▶ **Entries provided**
** Begin **

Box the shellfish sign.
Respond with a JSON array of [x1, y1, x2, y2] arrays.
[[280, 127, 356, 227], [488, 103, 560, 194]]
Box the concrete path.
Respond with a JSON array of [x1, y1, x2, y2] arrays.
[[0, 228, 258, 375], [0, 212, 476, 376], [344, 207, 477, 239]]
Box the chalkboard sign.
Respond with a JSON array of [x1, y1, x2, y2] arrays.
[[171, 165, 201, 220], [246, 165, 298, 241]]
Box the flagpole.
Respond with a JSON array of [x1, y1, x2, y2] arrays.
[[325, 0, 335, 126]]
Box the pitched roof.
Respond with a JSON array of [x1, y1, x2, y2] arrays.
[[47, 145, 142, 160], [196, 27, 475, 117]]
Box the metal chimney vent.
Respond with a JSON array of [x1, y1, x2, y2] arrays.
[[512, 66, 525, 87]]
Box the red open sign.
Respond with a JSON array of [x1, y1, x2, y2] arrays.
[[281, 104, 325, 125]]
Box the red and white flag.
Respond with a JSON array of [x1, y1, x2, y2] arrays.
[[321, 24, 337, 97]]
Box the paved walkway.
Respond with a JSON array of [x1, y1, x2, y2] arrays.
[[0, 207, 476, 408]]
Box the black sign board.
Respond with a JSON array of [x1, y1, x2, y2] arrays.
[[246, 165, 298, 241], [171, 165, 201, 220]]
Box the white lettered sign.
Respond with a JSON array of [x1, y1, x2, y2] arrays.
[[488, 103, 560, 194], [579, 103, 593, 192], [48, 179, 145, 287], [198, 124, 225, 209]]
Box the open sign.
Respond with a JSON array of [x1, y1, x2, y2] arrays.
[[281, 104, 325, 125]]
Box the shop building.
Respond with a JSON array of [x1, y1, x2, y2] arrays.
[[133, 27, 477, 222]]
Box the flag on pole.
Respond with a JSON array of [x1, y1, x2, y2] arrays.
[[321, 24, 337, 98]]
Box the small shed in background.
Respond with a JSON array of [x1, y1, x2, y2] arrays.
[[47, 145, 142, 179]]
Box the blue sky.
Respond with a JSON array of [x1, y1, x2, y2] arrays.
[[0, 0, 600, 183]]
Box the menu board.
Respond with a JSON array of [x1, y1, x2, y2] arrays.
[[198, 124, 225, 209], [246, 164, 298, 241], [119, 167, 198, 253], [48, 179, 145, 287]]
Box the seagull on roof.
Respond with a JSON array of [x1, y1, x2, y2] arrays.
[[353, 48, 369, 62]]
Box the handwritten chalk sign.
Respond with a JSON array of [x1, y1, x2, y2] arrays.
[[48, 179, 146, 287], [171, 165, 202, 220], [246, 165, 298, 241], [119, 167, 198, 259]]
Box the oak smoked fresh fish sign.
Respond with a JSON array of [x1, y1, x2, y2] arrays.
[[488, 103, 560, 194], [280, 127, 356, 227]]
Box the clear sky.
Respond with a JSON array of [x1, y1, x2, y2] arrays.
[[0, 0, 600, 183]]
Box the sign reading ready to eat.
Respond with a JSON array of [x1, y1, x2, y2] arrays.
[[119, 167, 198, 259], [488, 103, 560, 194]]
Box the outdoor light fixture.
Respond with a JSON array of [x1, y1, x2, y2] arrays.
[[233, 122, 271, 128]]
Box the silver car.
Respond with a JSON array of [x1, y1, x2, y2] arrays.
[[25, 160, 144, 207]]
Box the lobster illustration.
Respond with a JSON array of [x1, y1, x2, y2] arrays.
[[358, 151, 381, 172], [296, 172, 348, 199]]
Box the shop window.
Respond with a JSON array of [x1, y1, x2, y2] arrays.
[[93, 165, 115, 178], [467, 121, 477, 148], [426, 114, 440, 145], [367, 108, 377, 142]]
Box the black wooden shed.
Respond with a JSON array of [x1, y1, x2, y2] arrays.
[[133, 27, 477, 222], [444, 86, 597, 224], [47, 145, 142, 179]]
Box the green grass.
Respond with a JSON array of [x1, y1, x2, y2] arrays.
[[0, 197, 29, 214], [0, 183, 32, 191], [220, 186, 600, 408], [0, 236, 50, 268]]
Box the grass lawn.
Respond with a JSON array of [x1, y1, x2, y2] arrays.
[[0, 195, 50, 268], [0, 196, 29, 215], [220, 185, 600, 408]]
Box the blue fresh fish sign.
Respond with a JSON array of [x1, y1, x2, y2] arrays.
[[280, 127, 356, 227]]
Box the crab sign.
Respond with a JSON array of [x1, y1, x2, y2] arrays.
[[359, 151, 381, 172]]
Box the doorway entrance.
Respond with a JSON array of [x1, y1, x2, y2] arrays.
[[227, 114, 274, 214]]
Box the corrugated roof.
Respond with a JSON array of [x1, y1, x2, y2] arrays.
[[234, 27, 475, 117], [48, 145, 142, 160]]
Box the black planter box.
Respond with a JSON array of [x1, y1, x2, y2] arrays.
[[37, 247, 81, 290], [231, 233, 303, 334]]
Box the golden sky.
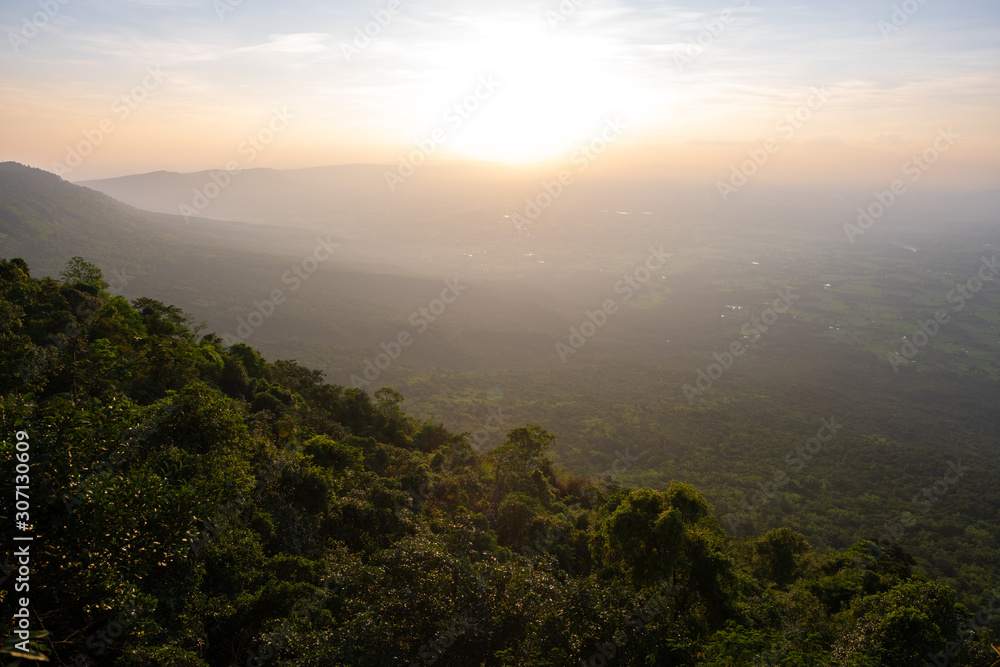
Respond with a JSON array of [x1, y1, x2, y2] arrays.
[[0, 0, 1000, 187]]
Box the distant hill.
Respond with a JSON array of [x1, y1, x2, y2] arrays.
[[79, 164, 537, 226]]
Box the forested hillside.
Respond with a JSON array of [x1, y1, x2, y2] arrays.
[[0, 258, 1000, 666]]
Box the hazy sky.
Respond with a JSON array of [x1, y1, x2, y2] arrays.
[[0, 0, 1000, 186]]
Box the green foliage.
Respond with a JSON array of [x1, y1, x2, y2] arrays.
[[0, 260, 994, 667]]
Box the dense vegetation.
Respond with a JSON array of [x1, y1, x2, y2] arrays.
[[0, 259, 1000, 666]]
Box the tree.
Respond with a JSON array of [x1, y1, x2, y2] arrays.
[[59, 257, 108, 292]]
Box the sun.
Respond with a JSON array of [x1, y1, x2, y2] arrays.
[[426, 20, 627, 164]]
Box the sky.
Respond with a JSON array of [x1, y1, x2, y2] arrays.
[[0, 0, 1000, 188]]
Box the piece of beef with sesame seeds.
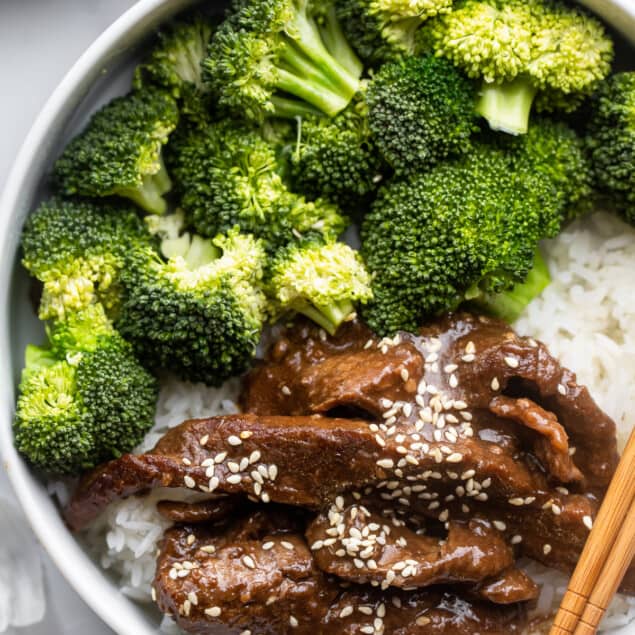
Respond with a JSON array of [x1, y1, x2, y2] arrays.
[[154, 506, 526, 635]]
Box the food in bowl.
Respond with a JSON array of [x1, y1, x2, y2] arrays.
[[8, 0, 632, 633]]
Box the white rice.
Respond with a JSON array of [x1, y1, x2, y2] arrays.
[[76, 213, 635, 632]]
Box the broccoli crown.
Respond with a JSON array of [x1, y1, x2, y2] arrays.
[[497, 117, 593, 220], [266, 236, 372, 334], [117, 231, 266, 385], [203, 0, 361, 121], [53, 88, 178, 214], [22, 197, 150, 319], [362, 145, 561, 334], [133, 16, 214, 122], [367, 56, 478, 174], [168, 120, 347, 248], [418, 0, 613, 134], [14, 305, 158, 474], [336, 0, 452, 66], [586, 72, 635, 224], [289, 99, 382, 212]]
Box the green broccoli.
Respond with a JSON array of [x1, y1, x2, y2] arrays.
[[586, 72, 635, 225], [203, 0, 361, 121], [467, 249, 551, 324], [116, 226, 266, 385], [289, 93, 383, 215], [14, 304, 158, 474], [418, 0, 613, 134], [166, 120, 347, 249], [53, 89, 178, 214], [496, 117, 594, 220], [336, 0, 452, 66], [367, 56, 478, 174], [266, 236, 372, 335], [362, 144, 562, 334], [22, 197, 150, 320], [133, 16, 214, 122]]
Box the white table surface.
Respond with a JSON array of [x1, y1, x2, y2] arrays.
[[0, 0, 140, 635]]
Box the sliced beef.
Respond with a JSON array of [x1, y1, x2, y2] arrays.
[[244, 313, 618, 492], [154, 511, 524, 635], [307, 505, 514, 588]]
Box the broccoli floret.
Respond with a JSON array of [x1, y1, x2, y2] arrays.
[[14, 304, 158, 474], [53, 89, 178, 214], [266, 237, 372, 334], [468, 249, 551, 324], [336, 0, 452, 66], [167, 120, 347, 249], [497, 117, 594, 220], [203, 0, 361, 121], [116, 231, 266, 385], [22, 197, 150, 320], [289, 94, 382, 216], [133, 16, 214, 122], [362, 145, 561, 334], [418, 0, 613, 134], [586, 72, 635, 225], [367, 56, 478, 174]]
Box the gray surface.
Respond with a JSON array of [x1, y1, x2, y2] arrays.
[[0, 0, 134, 635]]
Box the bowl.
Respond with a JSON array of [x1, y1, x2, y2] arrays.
[[0, 0, 635, 635]]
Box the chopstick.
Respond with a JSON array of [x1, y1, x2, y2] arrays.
[[549, 428, 635, 635], [574, 504, 635, 635]]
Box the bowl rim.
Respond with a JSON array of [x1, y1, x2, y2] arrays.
[[0, 0, 194, 635], [0, 0, 635, 635]]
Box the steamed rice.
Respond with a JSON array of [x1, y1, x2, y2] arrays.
[[78, 213, 635, 633]]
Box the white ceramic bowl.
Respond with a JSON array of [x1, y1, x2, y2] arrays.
[[0, 0, 635, 635]]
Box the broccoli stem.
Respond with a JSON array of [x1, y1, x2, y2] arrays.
[[271, 95, 324, 119], [116, 155, 172, 214], [319, 4, 364, 77], [293, 300, 355, 335], [475, 250, 551, 324], [476, 77, 537, 135]]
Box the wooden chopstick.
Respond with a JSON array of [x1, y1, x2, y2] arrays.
[[549, 428, 635, 635], [574, 503, 635, 635]]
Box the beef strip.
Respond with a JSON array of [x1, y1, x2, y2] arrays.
[[306, 504, 533, 599], [154, 508, 525, 635], [243, 313, 618, 492]]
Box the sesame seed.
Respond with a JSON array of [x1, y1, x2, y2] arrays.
[[505, 355, 518, 368]]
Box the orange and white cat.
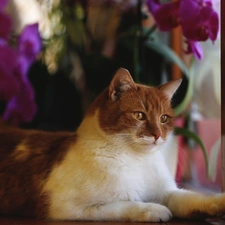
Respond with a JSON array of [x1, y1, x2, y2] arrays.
[[0, 68, 225, 222]]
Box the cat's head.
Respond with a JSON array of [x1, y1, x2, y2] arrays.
[[89, 68, 181, 151]]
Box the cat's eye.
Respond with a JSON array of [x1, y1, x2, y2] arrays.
[[133, 112, 145, 120], [160, 115, 168, 123]]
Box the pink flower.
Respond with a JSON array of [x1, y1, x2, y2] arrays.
[[146, 0, 219, 59], [146, 0, 180, 31], [0, 24, 41, 125], [180, 0, 219, 41], [185, 40, 203, 60], [0, 0, 12, 39], [0, 43, 19, 100]]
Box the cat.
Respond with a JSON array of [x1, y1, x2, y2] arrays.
[[0, 68, 225, 222]]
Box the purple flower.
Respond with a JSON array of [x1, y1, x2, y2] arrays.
[[0, 0, 8, 10], [18, 23, 41, 62], [185, 40, 203, 60], [146, 0, 180, 31], [0, 21, 41, 125], [0, 11, 12, 39], [3, 82, 36, 126], [180, 0, 219, 41], [146, 0, 219, 59], [0, 43, 19, 100]]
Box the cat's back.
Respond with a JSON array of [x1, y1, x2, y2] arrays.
[[0, 127, 76, 215]]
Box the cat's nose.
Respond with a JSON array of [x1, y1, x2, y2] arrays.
[[152, 133, 160, 141]]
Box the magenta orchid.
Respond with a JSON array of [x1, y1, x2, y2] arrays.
[[0, 0, 41, 125], [146, 0, 219, 59]]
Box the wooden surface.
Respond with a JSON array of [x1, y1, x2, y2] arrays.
[[0, 217, 225, 225]]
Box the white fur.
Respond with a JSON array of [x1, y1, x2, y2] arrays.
[[43, 110, 225, 222]]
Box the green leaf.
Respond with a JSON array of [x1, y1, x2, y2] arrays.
[[146, 39, 189, 77], [173, 59, 195, 116], [174, 127, 209, 177]]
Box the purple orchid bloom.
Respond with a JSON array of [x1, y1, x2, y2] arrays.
[[185, 40, 203, 60], [0, 0, 8, 10], [180, 0, 219, 41], [18, 23, 42, 63], [0, 42, 19, 100], [0, 21, 42, 126], [146, 0, 180, 31], [3, 82, 36, 126], [0, 11, 12, 39]]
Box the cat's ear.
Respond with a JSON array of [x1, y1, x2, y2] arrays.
[[158, 79, 182, 99], [109, 68, 135, 101]]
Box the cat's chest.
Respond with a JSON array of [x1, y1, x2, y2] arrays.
[[98, 148, 167, 201]]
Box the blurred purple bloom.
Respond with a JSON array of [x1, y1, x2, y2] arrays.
[[0, 20, 42, 125], [180, 0, 219, 41], [146, 0, 180, 31], [0, 0, 8, 10], [0, 11, 12, 39], [18, 23, 41, 62], [3, 82, 36, 126], [0, 43, 19, 100], [185, 40, 203, 60], [146, 0, 219, 59]]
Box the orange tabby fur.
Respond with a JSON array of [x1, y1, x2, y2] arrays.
[[0, 69, 225, 222]]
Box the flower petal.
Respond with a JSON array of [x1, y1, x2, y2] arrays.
[[0, 0, 8, 10], [185, 40, 203, 60], [0, 12, 13, 39], [18, 23, 42, 62], [147, 0, 180, 31]]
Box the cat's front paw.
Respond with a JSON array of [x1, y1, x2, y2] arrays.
[[191, 194, 225, 218], [141, 204, 172, 222]]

** End **

▶ **Short task**
Starting at the line that contains "Box the white lettered sign." and ending with the line that contains "224], [47, 145, 142, 179]]", both included, lay out the lines of the records as a numbered list, leaving out any blank lines.

▶ **Solution to this task**
1. Box the white lettered sign.
2. Respond with a JSON array of [x1, y1, x2, y2] arrays.
3. [[488, 103, 560, 194], [579, 103, 593, 192], [48, 179, 145, 287], [198, 124, 225, 209]]
4. Box the open sign.
5. Respond with a JSON array of [x1, y1, x2, y2] arrays.
6. [[281, 104, 325, 125]]
7. Box the shop building.
8. Respond with a JSON array of [x1, y1, x2, y2] arrays.
9. [[133, 27, 477, 222]]
10. Box the flag on pole.
11. Respond with a JSON array of [x1, y1, x2, y2] arrays.
12. [[321, 24, 337, 98]]
13. Box the small shed in background.
14. Respond with a JSON array of [x1, y1, x2, y2] arrays.
15. [[47, 145, 142, 179]]
16. Box the blue sky.
17. Respond with a JSON array of [x1, y1, x2, y2] arrays.
18. [[0, 0, 600, 183]]
19. Box the menu board.
20. Respond with a JSON array of [x1, y1, x2, y2] arrays.
21. [[198, 124, 225, 209], [246, 164, 298, 241], [119, 167, 198, 253], [48, 179, 145, 287]]
22. Box the seagull on roof.
23. Respond with a JSON array of [x1, y1, x2, y2] arrays.
24. [[353, 48, 369, 62]]
25. Box the handwritten chalk sign.
26. Respond with a JSON array of [x1, y1, x2, y2] arrays.
27. [[48, 179, 146, 287], [171, 165, 202, 220], [246, 165, 298, 241], [119, 167, 198, 259]]
28. Box the oak smoked fresh fish sign.
29. Respond with a JSON array of [x1, y1, x2, y2] arrays.
30. [[488, 103, 560, 194], [280, 127, 356, 227]]
31. Box the clear sky.
32. Respond with a JSON array of [x1, y1, x2, y2] arrays.
33. [[0, 0, 600, 183]]
34. Box the sign reading ready to eat.
35. Respond with a JSON array of [x1, y1, x2, y2] arrays.
36. [[119, 167, 198, 259], [488, 103, 560, 194]]
37. Box the outdoor light fixture.
38. Respond with a JSON array of [x1, y1, x2, y2] arrays.
39. [[233, 122, 271, 128]]
40. Box the silver car.
41. Respond with a JSON array of [x1, y1, x2, y2] arrays.
42. [[25, 160, 144, 207]]
43. Box the lobster illustration.
44. Respond with a JSON array of [x1, y1, x2, y2] arrays.
45. [[358, 151, 381, 172], [296, 172, 348, 199]]
46. Box the shop window.
47. Respond with a JSON array of [x1, y1, x2, y2] arrays.
48. [[93, 165, 115, 178], [467, 121, 477, 148], [426, 114, 440, 145], [367, 108, 377, 142]]
49. Box the black wooden shed.
50. Respond with a JSON array of [x1, y1, x2, y2] arrays.
51. [[133, 27, 477, 222], [444, 86, 597, 224], [47, 145, 142, 179]]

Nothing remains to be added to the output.